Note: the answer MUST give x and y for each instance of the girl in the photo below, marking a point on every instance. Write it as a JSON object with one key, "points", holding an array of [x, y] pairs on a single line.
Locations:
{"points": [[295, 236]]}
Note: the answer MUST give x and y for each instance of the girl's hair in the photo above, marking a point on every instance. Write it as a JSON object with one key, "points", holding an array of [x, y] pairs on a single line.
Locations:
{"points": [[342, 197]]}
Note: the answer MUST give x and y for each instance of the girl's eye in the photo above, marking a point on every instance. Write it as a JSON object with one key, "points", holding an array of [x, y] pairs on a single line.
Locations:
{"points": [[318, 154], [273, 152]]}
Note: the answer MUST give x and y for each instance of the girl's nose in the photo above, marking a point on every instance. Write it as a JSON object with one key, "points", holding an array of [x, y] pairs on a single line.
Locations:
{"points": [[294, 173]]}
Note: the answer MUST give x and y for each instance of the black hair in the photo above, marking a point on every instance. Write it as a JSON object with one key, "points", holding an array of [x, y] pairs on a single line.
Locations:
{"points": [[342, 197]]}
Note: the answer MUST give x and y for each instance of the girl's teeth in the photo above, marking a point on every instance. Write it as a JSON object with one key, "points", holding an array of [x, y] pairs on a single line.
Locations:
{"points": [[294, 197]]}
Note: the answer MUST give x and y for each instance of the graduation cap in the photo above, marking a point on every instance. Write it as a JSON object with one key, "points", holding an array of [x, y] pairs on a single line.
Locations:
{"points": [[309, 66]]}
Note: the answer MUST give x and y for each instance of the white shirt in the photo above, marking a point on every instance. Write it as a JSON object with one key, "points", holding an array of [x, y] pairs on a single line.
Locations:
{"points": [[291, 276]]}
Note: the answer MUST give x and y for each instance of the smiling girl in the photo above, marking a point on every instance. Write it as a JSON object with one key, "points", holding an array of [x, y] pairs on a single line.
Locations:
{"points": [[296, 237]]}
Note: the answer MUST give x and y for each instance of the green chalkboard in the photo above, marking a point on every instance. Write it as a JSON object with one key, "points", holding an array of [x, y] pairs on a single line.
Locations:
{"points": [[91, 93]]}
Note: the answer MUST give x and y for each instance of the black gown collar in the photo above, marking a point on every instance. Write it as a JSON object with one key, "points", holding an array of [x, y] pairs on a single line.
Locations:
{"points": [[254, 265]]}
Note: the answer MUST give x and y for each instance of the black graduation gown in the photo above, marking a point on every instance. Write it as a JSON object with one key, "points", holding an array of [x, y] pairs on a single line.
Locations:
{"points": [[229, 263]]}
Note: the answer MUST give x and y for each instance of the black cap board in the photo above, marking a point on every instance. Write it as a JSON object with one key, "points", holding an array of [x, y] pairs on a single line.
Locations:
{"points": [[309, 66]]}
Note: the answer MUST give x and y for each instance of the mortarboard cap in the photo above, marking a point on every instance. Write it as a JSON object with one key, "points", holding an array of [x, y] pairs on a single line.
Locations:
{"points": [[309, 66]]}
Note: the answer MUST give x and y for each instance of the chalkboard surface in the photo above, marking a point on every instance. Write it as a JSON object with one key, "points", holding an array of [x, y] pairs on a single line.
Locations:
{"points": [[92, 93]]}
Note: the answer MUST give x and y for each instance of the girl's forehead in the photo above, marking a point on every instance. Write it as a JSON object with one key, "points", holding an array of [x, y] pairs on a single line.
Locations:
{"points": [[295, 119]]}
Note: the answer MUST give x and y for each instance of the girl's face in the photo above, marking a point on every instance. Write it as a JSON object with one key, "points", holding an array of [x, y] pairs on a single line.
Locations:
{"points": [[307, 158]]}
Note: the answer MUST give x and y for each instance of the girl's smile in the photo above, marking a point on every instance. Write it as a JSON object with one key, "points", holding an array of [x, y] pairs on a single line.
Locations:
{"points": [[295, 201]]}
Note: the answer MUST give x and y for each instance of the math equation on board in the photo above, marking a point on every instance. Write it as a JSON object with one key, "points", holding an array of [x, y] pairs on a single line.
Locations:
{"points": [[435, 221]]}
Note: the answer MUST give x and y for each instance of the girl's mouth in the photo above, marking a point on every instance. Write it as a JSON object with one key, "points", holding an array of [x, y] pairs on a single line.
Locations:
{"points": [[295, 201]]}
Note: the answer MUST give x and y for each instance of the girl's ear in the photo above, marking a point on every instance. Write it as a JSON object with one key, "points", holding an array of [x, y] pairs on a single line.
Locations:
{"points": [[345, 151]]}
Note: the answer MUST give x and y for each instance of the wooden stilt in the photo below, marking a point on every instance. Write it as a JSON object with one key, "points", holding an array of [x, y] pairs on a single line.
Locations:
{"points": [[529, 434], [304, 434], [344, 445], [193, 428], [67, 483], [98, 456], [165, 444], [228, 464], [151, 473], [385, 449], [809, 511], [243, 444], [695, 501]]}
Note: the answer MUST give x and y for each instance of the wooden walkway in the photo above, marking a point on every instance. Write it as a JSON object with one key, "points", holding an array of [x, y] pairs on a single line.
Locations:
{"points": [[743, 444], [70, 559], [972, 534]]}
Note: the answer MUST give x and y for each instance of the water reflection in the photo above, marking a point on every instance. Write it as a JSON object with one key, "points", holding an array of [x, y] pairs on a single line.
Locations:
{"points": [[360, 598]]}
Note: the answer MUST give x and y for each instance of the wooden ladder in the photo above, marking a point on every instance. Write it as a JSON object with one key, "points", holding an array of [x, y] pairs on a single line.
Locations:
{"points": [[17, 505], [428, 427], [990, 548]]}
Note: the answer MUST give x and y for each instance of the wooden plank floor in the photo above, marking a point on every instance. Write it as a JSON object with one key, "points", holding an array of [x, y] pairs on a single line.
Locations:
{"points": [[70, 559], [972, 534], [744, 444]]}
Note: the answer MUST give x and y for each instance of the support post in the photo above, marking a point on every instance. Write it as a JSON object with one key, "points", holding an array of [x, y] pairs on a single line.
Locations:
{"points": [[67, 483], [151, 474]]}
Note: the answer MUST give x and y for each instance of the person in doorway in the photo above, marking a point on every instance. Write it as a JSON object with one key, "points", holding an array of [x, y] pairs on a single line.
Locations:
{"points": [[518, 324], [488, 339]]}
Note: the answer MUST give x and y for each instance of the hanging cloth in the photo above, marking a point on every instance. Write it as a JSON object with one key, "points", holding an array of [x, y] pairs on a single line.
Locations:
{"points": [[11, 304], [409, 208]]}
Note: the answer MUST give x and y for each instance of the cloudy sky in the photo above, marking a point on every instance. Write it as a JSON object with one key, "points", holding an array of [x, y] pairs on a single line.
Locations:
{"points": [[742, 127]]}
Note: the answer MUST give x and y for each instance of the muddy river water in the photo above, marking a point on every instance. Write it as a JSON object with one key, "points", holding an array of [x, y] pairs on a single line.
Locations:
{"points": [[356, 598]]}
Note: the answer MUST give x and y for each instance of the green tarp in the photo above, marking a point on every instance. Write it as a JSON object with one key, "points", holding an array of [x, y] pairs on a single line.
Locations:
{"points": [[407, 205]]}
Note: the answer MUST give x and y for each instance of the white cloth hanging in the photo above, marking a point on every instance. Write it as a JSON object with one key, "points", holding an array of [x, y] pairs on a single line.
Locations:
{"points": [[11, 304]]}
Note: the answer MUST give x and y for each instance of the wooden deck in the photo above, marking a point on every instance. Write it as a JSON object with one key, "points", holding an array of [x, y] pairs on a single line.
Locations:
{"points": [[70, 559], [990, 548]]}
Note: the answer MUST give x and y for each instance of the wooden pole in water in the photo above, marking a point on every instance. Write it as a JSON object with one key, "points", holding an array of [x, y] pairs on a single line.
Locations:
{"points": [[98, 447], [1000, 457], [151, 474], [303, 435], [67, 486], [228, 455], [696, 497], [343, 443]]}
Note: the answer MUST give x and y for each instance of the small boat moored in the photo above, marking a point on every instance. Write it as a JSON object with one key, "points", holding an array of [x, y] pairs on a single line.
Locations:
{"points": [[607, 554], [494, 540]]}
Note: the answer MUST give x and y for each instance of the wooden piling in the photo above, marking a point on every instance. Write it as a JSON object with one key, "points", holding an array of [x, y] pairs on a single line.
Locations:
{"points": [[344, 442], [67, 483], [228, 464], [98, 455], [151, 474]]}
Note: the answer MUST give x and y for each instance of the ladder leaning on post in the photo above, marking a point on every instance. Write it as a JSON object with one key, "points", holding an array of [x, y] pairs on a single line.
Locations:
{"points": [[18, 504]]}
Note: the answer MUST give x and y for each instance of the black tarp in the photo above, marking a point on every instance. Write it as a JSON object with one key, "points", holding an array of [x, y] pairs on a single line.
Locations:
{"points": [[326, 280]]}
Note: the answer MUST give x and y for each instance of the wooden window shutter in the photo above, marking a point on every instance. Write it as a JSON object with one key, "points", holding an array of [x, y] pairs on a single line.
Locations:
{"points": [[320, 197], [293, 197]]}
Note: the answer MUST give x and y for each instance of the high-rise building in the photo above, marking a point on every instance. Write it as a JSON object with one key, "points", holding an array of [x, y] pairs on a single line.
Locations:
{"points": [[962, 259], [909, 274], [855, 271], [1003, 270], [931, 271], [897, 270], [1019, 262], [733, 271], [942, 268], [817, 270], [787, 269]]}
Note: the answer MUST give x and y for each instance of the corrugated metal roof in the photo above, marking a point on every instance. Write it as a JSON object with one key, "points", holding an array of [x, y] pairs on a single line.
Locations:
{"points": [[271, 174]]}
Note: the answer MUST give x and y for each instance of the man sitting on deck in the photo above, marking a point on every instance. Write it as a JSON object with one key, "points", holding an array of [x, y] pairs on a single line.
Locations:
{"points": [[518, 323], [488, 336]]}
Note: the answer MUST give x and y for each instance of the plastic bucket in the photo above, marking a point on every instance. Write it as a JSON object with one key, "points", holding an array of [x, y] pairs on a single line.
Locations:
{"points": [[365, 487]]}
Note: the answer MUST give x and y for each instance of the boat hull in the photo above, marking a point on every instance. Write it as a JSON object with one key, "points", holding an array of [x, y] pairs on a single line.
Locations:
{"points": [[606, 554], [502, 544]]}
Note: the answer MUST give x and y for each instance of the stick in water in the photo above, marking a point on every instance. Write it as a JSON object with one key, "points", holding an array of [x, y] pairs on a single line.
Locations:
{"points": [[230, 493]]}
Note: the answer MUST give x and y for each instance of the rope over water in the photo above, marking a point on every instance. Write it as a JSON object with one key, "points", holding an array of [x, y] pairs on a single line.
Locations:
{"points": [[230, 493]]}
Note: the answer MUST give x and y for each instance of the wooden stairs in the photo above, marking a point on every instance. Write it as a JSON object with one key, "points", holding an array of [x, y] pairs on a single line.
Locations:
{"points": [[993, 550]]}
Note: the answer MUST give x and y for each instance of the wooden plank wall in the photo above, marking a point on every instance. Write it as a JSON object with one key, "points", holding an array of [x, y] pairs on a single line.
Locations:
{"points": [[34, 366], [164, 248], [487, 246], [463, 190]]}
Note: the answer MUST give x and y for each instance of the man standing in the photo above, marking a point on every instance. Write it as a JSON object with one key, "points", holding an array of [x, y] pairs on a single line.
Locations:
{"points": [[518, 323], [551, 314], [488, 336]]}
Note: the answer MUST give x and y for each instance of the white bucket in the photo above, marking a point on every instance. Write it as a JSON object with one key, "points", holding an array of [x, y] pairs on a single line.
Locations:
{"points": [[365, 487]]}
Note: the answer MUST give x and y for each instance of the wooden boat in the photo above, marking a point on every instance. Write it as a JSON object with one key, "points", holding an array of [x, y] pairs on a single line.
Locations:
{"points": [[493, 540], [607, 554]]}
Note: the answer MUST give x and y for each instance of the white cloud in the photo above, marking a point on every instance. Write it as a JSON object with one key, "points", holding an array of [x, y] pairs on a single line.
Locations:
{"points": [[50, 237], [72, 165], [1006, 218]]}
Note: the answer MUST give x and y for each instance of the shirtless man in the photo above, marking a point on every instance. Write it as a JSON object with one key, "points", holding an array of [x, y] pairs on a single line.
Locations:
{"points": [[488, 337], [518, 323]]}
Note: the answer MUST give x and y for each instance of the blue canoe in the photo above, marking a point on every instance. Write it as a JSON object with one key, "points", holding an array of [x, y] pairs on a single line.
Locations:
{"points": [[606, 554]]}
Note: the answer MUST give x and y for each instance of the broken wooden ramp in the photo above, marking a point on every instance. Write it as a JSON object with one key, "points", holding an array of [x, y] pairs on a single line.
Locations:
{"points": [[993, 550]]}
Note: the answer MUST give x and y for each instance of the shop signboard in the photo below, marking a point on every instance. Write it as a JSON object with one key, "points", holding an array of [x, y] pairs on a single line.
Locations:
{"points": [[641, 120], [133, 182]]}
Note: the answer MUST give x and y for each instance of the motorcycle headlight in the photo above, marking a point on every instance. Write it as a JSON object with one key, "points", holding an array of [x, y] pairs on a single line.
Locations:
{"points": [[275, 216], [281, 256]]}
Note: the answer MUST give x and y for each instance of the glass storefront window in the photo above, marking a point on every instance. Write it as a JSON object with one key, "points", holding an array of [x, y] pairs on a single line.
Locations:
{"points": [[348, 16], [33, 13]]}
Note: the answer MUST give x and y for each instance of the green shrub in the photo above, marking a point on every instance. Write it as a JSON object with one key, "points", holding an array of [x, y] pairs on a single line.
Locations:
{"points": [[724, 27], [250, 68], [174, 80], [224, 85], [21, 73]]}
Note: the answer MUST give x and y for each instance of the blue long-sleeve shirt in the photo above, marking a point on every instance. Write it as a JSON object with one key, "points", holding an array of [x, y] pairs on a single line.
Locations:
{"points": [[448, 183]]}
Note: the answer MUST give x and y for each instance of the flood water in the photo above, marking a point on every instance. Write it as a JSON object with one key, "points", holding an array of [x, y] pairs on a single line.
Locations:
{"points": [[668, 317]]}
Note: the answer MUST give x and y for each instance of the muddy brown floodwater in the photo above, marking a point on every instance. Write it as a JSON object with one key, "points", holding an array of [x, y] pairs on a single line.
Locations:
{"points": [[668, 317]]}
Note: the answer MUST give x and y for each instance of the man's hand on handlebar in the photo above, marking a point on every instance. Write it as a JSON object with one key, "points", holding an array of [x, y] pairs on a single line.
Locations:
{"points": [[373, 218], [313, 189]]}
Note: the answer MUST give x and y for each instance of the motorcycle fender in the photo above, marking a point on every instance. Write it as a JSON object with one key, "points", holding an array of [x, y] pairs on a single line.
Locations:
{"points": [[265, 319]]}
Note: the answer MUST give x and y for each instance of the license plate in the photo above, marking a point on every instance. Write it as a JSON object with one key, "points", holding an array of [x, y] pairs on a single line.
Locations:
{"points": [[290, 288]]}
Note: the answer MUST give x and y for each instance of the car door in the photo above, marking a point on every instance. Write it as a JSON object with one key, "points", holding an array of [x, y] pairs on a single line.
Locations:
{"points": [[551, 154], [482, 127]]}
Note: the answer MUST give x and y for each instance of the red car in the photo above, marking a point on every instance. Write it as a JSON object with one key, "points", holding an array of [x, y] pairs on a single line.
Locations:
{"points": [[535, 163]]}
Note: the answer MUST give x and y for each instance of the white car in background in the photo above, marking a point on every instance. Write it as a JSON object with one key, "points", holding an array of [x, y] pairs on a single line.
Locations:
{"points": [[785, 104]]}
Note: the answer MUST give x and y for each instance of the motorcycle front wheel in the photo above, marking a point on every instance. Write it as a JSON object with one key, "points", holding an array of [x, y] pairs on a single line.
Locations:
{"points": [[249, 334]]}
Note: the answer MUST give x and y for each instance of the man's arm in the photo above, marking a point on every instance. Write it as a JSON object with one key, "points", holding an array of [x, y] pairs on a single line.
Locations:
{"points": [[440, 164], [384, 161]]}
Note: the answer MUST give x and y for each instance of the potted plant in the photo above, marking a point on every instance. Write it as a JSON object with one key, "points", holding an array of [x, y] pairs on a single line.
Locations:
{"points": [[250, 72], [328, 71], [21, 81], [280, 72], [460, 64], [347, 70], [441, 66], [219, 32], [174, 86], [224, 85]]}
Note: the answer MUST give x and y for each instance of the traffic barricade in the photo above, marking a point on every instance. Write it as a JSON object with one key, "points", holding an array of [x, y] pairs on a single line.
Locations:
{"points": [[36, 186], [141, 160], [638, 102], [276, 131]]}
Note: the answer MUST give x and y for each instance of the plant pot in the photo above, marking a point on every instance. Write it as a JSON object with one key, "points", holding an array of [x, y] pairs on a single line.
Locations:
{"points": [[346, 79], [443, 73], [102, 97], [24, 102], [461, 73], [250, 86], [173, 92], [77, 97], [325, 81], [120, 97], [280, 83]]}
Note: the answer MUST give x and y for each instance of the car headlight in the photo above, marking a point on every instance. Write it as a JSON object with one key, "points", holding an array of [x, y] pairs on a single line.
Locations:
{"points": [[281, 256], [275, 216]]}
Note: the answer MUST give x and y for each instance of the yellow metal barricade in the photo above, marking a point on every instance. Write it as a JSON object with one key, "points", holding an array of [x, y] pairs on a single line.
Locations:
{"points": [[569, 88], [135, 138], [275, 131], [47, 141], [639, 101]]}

┄┄┄┄┄┄┄┄┄┄

[Task goal]
Write out exactly the lines of the entries above that run from the line containing "the man's arm" through the last line, including both.

[Task answer]
Note: the answer MUST give x and y for each instance of the man's arm in the photo above, marking a point on every instance. Write it as a JSON object with one key, "points", holding an array of [x, y] pairs on a single line.
Locations:
{"points": [[440, 164], [384, 161]]}
Note: the answer MUST give x and y for each instance of the potted plant in the photo above, marking a point on every instance. Write it as a JSON object with one key, "points", holding an array of [x, y] pairs on a single line.
Locations:
{"points": [[250, 72], [328, 71], [21, 81], [280, 72], [460, 64], [347, 70], [441, 66], [219, 32], [174, 86], [224, 85]]}
Note: the answer MUST give x and y for each instance of the traffic barricade in the photo above, marking a point on every instance. Write it as a JSON object with one key, "points", holding an array of [x, y] pairs on a single line.
Locations:
{"points": [[36, 186], [141, 160], [638, 102], [276, 131]]}
Note: the answer MUST give x and y for each instance of the plant pot in the photo above, marking a point on every instance. Write it as a JSON object with one key, "points", holding an array of [x, y] pairs on a single line.
Locations:
{"points": [[346, 79], [443, 73], [102, 97], [24, 102], [461, 73], [250, 86], [173, 92], [77, 97], [325, 81], [120, 97], [280, 83]]}
Note: the answer MUST give x and y for each instance of the car headlight in the photo above, marking a point on every instance. Write it as a JSON object with one key, "points", holding an array of [x, y] pairs on a single line.
Locations:
{"points": [[281, 256], [275, 216]]}
Note: the answer MUST give x and y for each instance of the yellow metal barricade in the photo above, marking a point on every instance. Write it as a JSON object with one key, "points", holding an array of [x, y] pairs on a single line.
Locations:
{"points": [[569, 88], [135, 138], [275, 131], [47, 141], [639, 101]]}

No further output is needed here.